--- INPUT DATA ---

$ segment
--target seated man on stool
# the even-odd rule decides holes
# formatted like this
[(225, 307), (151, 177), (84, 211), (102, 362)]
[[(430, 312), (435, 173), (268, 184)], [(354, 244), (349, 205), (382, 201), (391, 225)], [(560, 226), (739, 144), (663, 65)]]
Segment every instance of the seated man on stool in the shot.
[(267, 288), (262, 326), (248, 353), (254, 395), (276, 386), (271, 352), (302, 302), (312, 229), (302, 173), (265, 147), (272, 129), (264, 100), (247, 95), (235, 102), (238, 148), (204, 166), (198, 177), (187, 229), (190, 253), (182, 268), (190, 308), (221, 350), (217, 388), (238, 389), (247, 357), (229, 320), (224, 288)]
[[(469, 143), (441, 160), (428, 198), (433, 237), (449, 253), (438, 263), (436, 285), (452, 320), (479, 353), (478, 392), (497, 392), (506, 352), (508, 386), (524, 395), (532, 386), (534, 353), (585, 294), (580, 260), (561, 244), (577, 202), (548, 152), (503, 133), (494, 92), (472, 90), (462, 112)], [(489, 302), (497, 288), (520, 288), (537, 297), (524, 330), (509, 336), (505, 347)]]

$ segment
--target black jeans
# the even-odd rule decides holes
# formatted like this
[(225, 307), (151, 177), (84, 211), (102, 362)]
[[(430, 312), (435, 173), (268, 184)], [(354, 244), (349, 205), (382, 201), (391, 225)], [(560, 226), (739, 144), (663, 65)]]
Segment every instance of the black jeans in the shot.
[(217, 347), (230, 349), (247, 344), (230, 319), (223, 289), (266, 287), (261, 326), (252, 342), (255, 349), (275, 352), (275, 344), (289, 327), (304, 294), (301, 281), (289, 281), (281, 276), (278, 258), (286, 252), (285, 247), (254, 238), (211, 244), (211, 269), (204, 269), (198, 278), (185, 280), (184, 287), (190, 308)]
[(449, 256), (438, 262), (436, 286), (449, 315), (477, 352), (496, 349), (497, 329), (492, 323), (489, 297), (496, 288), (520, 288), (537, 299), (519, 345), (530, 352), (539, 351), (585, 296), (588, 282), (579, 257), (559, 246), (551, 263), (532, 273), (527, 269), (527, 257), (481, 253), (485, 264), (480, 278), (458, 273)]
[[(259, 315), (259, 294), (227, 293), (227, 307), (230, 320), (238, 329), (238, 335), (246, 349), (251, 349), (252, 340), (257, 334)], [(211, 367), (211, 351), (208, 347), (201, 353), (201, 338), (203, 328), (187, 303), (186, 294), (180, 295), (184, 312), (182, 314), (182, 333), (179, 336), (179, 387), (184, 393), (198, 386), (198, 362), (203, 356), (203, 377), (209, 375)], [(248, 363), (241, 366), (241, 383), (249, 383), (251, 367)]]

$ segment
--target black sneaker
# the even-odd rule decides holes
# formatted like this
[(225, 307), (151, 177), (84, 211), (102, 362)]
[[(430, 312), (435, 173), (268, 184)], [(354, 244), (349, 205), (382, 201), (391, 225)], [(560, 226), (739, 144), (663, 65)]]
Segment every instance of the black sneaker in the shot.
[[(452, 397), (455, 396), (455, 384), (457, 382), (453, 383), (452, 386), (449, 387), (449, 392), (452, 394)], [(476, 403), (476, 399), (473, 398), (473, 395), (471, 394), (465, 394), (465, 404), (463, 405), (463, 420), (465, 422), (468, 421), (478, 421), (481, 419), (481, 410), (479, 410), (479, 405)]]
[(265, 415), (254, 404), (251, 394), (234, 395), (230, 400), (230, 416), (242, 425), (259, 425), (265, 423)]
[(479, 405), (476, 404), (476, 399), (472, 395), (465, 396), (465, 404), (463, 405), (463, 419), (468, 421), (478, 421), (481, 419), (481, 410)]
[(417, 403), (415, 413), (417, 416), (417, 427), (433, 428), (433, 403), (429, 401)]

---

* TASK DETAILS
Output all the lines above. Keep each one exact.

* RESPONSE TO THE TASK
$ segment
--target seated man on stool
# the even-odd rule decides holes
# formatted like this
[(225, 307), (151, 177), (84, 211), (102, 362)]
[[(430, 312), (435, 173), (268, 184)], [(354, 244), (349, 205), (382, 201), (391, 225)], [(560, 226), (739, 144), (663, 65)]]
Segment every instance of the seated man on stool in the shot.
[(267, 288), (262, 326), (248, 353), (254, 395), (276, 386), (271, 352), (302, 302), (312, 229), (302, 173), (265, 147), (272, 129), (264, 100), (247, 95), (235, 102), (238, 148), (204, 166), (198, 177), (187, 229), (190, 253), (182, 268), (190, 308), (221, 350), (217, 388), (238, 389), (247, 357), (229, 320), (224, 288)]
[[(469, 143), (441, 160), (428, 198), (433, 237), (449, 253), (438, 263), (436, 285), (452, 320), (479, 353), (478, 392), (497, 392), (506, 352), (508, 386), (524, 395), (532, 386), (534, 353), (585, 294), (580, 260), (561, 244), (577, 202), (548, 152), (503, 133), (494, 92), (472, 90), (462, 112)], [(489, 302), (497, 288), (520, 288), (537, 297), (524, 330), (509, 336), (505, 347)]]

$ segment
--target black jeans
# the even-odd rule decides holes
# formatted like this
[(225, 307), (151, 177), (84, 211), (102, 362)]
[[(430, 312), (435, 173), (268, 184)], [(354, 244), (349, 205), (382, 201), (391, 225)], [(560, 226), (739, 144), (663, 65)]]
Segment every instance of the black jeans in the shot.
[(217, 347), (230, 349), (247, 344), (230, 319), (223, 289), (266, 287), (261, 326), (252, 342), (255, 349), (275, 352), (275, 344), (289, 327), (304, 294), (301, 281), (289, 281), (281, 276), (278, 258), (286, 252), (285, 247), (254, 238), (211, 244), (211, 269), (204, 269), (198, 278), (185, 280), (184, 287), (190, 308)]
[(449, 256), (438, 262), (436, 286), (449, 315), (477, 352), (496, 349), (497, 329), (492, 323), (489, 297), (496, 288), (520, 288), (537, 299), (519, 345), (530, 352), (539, 351), (585, 296), (588, 282), (579, 257), (559, 246), (551, 263), (532, 273), (527, 269), (527, 257), (481, 253), (485, 264), (480, 278), (458, 273)]
[[(259, 315), (259, 294), (227, 293), (227, 307), (230, 320), (238, 329), (238, 335), (246, 349), (251, 349), (252, 340), (257, 334)], [(211, 367), (211, 351), (208, 347), (201, 353), (201, 338), (203, 328), (187, 303), (186, 294), (180, 295), (184, 312), (182, 314), (182, 333), (179, 336), (179, 387), (184, 393), (198, 386), (198, 362), (203, 356), (203, 377), (209, 375)], [(248, 363), (241, 366), (241, 383), (249, 383), (251, 367)]]

$ segment
--target black sneaker
# the even-odd rule decides holes
# formatted like this
[(225, 307), (151, 177), (84, 211), (102, 362)]
[[(430, 312), (435, 173), (268, 184)], [(354, 244), (349, 205), (382, 201), (391, 225)], [(560, 226), (739, 144), (663, 65)]]
Segment every instance of the black sneaker in the shot.
[[(452, 397), (455, 396), (455, 384), (457, 382), (453, 383), (452, 386), (449, 387), (449, 392), (452, 394)], [(476, 403), (476, 399), (473, 398), (473, 395), (471, 394), (465, 394), (465, 404), (463, 405), (463, 420), (465, 422), (468, 421), (478, 421), (481, 419), (481, 410), (479, 410), (479, 405)]]
[(265, 415), (254, 404), (251, 394), (234, 395), (230, 400), (230, 416), (242, 425), (259, 425), (265, 423)]
[(479, 405), (476, 404), (476, 399), (472, 395), (465, 396), (465, 404), (463, 405), (463, 419), (468, 421), (478, 421), (481, 419), (481, 410)]
[(417, 403), (415, 413), (417, 416), (417, 427), (433, 428), (433, 403), (429, 401)]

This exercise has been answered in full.